--- start of INPUT DATA ---
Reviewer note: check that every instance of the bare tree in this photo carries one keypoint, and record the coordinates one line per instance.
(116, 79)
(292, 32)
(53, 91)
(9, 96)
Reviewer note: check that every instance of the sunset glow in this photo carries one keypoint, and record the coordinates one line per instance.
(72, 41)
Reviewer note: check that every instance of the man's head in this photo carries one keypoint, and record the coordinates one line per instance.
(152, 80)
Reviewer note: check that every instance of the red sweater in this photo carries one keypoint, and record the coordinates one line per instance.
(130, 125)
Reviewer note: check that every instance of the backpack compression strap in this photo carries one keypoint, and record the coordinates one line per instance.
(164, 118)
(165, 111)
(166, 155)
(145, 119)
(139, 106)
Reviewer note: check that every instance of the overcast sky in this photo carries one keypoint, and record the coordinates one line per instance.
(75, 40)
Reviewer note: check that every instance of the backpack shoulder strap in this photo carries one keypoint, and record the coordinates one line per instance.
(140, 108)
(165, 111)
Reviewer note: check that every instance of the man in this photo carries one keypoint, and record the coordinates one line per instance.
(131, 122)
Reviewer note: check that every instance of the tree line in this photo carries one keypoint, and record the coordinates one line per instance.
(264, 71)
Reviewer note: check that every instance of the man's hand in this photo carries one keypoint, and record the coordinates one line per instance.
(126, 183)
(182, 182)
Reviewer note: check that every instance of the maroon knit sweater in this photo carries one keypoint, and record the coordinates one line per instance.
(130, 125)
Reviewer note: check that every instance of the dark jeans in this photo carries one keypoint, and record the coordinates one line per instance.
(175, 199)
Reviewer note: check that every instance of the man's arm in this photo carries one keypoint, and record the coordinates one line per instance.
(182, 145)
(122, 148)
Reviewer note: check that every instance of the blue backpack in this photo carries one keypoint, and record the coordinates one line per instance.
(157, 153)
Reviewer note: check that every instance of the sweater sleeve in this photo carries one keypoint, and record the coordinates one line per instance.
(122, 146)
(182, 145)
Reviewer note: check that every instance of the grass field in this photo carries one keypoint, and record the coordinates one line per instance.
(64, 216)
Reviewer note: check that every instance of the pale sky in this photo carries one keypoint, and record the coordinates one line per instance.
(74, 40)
--- end of INPUT DATA ---
### PROBLEM TO WORK ON
Rewrite all of the material above as a Markdown table with two columns, Row and Line. Give each non-blank line its own row, numbered in order, and skip any blank lines.

### RESULT FOR THIS EXERCISE
| Row | Line |
|---|---|
| 1 | Reviewer note: check that every instance of the bare tree in this photo carries one keypoint, and record the coordinates one line per instance. |
| 2 | (116, 79) |
| 3 | (292, 32) |
| 4 | (53, 91) |
| 5 | (9, 96) |
| 6 | Reviewer note: check that every instance of the sunset glow in this photo carries one keypoint, and record the coordinates one line per instance. |
| 7 | (72, 41) |
| 8 | Reviewer note: check that every instance of the man's head in this photo carries one keypoint, and record the coordinates one line per instance. |
| 9 | (152, 80) |
| 10 | Reviewer note: check that every instance of the red sweater in this photo carries one keypoint, and record the coordinates one line per instance. |
| 11 | (130, 125) |
| 12 | Reviewer note: check that every instance of the backpack compression strap in this photo carries one keypoint, and record the coordinates one line per instance. |
| 13 | (164, 118) |
| 14 | (165, 111) |
| 15 | (166, 155) |
| 16 | (145, 119) |
| 17 | (139, 106) |
| 18 | Reviewer note: check that every instance of the overcast sky in this photo carries one keypoint, and record the coordinates one line per instance. |
| 19 | (75, 40) |
| 20 | Reviewer note: check that every instance of the backpack shoulder strap in this photo carries one keypoint, and record the coordinates one line per instance. |
| 21 | (140, 108) |
| 22 | (165, 111) |
| 23 | Reviewer note: check that every instance of the man in this photo carries one keypoint, and record the coordinates one line per instance. |
| 24 | (131, 122) |
| 25 | Reviewer note: check that every instance of the tree line in this photo carries one keypoint, and record the coordinates one line per instance. |
| 26 | (264, 71) |
| 27 | Reviewer note: check that every instance of the man's hand in this photo carries one keypoint, and record the coordinates one line per instance. |
| 28 | (126, 183) |
| 29 | (182, 182) |
| 30 | Reviewer note: check that every instance of the maroon knit sweater in this photo carries one keypoint, and record the coordinates one line per instance. |
| 31 | (130, 125) |
| 32 | Reviewer note: check that every instance of the dark jeans in this photo carries one keypoint, and record the coordinates one line per instance. |
| 33 | (175, 199) |
| 34 | Reviewer note: check that every instance of the man's arm in this photo carries one keypoint, and record the coordinates one line per instance. |
| 35 | (182, 145) |
| 36 | (122, 148) |
| 37 | Reviewer note: check that every instance of the blue backpack in this photo carries one keypoint, and record the coordinates one line per instance. |
| 38 | (157, 153) |
| 39 | Reviewer note: check that every instance of the sweater sleeve in this photo carries one keypoint, and record the coordinates one line per instance. |
| 40 | (122, 146) |
| 41 | (182, 145) |
| 42 | Reviewer note: check that every instance of the grass field in this photo carries one keypoint, and record the coordinates one line per instance. |
| 43 | (64, 216) |
| 44 | Reviewer note: check that every instance of the pale sky in this photo carries one keypoint, and record the coordinates one line per instance. |
| 45 | (74, 40) |